Tasks to complete –
a) Quote the court opinion below, everything from "DAVIS, C.J., and" down to "was never formed.", word for word.
b) For each statement, answer yes or no based on the court opinion below, and back each answer with the deciding words quoted from it: (i) Jack Weeks and Judy Weeks-Rohner divorced in 1984. (ii) The trust that the divorce decree called for was set up. (iii) Judy Weeks-Rohner is the appellant in the case.

ESTATE OF JACK WINFORD WEEKS, by and through its Personal Representative, Linda Rehm, Appellant (Plaintiff),
JUDY WEEKS-ROHNER, Appellee (Defendant).
from the District Court of Carbon County The Honorable Wade
E. Waldrip, Judge.
Representing Appellant: Holli J. Welch and Tara B.
Nethercott, Woodhouse Roden Nethercott, LLC, Cheyenne,
Wyoming. Argument by Ms. Welch.
Representing Appellee: James R. Salisbury, The Salisbury
Firm, P.C., Cheyenne, Wyoming.
DAVIS, C.J., and BURKE [*] , FOX, KAUTZ, and BOOMGAARDEN, JJ.
J., delivers the opinion of the Court; DAVIS, C.J., files a
Jack Weeks and Judy Weeks-Rohner divorced in 1984. Their
divorce decree directed that their jointly owned Sinclair,
Wyoming home would remain in Mr. Weeks' possession,
subject to a trust for their minor son, Shawn Weeks. Mr.
Weeks retained possession of the Sinclair property, but the
required trust was never formed.

Source data:
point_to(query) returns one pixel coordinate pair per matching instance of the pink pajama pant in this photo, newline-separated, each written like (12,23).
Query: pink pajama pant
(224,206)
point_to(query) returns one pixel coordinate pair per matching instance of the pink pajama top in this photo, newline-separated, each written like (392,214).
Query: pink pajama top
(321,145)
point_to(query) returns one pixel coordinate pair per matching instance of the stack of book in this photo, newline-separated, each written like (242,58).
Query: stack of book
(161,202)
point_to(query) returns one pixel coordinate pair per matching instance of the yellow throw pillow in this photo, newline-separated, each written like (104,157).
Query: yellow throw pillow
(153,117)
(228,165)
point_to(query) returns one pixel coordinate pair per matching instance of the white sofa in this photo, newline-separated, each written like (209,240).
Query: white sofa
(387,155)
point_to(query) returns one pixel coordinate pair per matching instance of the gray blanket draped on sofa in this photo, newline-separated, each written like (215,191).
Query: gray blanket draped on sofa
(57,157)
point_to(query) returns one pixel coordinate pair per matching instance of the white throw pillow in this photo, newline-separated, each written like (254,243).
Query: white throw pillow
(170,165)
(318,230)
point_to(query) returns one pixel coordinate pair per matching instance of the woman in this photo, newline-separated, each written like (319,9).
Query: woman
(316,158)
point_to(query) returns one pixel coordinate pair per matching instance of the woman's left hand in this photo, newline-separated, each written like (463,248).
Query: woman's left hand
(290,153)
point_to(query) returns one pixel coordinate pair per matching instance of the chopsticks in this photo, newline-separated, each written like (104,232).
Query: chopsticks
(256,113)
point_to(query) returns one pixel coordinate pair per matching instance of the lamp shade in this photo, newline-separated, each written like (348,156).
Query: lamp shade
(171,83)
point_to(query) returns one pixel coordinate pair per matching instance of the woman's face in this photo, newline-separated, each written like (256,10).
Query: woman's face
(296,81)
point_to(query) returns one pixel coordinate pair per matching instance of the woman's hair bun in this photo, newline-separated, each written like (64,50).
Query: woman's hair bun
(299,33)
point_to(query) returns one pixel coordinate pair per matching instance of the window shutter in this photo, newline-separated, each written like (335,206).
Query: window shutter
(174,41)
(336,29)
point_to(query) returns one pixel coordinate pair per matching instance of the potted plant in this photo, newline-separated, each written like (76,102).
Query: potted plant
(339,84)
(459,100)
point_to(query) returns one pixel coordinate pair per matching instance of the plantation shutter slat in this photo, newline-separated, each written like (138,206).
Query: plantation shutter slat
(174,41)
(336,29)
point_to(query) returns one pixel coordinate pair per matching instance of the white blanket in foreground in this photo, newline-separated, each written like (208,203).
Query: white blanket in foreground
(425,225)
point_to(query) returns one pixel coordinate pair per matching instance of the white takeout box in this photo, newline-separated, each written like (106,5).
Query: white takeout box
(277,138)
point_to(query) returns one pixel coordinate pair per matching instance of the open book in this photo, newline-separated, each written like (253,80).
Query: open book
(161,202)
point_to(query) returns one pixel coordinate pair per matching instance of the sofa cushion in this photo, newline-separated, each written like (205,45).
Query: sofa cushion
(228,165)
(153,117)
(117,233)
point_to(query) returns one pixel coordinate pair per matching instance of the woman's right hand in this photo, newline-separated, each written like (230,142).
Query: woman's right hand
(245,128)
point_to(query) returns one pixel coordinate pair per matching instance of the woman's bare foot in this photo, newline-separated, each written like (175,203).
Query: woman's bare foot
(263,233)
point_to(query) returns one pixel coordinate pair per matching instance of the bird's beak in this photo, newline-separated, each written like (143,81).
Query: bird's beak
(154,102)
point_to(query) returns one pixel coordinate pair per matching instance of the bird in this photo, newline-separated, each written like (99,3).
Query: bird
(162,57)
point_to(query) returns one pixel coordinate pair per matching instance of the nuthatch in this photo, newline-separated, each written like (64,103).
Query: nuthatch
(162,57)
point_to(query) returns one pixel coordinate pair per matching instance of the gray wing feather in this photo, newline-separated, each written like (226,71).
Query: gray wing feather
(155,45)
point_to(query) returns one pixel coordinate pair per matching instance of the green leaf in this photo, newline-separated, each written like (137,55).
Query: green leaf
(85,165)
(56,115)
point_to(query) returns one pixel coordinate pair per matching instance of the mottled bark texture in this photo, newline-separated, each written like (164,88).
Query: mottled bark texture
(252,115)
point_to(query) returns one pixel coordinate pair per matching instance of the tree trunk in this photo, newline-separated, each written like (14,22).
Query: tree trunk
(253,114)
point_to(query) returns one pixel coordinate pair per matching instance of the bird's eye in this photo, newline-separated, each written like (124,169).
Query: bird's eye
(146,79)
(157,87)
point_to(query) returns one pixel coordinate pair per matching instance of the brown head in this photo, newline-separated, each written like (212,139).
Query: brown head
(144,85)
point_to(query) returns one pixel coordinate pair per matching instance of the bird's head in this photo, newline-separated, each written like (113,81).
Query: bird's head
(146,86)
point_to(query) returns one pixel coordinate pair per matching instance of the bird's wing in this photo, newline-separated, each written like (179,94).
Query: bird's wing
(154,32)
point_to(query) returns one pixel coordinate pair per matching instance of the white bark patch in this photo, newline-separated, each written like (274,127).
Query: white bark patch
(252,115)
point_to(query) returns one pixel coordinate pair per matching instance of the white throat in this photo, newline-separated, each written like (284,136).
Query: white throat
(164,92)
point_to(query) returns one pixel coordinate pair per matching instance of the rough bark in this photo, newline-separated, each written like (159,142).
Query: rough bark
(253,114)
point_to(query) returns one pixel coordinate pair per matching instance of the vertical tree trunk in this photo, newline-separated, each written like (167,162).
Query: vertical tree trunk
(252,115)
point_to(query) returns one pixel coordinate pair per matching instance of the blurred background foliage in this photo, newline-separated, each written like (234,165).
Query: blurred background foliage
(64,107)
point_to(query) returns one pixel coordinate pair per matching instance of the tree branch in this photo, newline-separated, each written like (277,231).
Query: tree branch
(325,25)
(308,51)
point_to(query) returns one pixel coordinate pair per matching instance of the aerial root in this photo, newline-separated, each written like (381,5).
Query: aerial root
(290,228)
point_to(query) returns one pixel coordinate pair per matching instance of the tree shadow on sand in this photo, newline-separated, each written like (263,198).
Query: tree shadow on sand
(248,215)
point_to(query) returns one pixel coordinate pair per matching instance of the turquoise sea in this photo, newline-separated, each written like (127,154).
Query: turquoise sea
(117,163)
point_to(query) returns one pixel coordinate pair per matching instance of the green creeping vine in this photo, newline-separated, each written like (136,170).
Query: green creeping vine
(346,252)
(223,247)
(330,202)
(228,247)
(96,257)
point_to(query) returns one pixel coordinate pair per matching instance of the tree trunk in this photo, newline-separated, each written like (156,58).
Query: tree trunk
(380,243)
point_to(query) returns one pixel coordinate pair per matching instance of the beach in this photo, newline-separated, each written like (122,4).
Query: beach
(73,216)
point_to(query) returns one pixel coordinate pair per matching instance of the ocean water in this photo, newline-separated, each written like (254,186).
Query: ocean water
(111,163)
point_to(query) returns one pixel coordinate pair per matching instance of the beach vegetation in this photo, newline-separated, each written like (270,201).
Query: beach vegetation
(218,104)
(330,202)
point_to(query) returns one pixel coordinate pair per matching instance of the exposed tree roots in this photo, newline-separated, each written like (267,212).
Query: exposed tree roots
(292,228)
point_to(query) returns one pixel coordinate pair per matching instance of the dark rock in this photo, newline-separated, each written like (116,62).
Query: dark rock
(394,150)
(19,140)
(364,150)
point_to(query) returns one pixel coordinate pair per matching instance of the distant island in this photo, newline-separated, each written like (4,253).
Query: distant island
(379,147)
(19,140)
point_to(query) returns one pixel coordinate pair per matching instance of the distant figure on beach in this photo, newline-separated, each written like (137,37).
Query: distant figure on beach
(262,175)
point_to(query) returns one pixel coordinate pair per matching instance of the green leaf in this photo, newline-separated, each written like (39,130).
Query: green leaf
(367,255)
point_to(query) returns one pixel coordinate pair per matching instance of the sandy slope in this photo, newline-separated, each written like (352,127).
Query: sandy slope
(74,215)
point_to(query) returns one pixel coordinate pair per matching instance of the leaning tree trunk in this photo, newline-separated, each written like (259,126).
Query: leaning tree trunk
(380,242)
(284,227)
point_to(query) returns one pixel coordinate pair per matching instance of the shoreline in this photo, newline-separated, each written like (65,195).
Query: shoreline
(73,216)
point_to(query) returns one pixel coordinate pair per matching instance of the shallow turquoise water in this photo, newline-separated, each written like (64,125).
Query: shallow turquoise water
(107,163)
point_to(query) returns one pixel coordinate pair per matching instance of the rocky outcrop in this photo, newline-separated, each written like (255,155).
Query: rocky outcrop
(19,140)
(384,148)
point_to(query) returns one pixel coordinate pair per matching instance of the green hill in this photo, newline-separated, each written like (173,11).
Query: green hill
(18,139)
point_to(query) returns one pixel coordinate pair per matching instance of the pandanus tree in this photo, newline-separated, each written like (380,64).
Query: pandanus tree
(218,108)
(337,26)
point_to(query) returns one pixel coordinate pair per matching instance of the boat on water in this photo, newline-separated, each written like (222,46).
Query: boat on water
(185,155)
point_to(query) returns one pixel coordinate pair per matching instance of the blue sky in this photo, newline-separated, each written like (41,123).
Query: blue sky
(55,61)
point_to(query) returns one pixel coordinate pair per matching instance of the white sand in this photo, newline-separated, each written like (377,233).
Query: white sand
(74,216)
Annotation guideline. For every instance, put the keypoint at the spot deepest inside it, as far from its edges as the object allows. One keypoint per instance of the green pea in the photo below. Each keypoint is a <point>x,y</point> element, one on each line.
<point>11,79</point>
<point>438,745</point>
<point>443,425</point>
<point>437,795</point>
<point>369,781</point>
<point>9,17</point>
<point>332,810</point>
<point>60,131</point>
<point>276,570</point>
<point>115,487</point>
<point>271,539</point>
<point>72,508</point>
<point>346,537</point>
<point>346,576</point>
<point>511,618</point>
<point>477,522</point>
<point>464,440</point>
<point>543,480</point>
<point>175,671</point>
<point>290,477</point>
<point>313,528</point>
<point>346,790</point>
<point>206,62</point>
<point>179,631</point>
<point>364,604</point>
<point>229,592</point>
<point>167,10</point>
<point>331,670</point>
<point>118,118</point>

Full solutions –
a)
DAVIS, C.J., and BURKE [*] , FOX, KAUTZ, and BOOMGAARDEN, JJ.
J., delivers the opinion of the Court; DAVIS, C.J., files a
Jack Weeks and Judy Weeks-Rohner divorced in 1984. Their
divorce decree directed that their jointly owned Sinclair,
Wyoming home would remain in Mr. Weeks' possession,
subject to a trust for their minor son, Shawn Weeks. Mr.
Weeks retained possession of the Sinclair property, but the
required trust was never formed.

b)
(i) Yes: "Jack Weeks and Judy Weeks-Rohner divorced in 1984."
(ii) No: "the required trust was never formed."
(iii) No: "JUDY WEEKS-ROHNER, Appellee (Defendant)."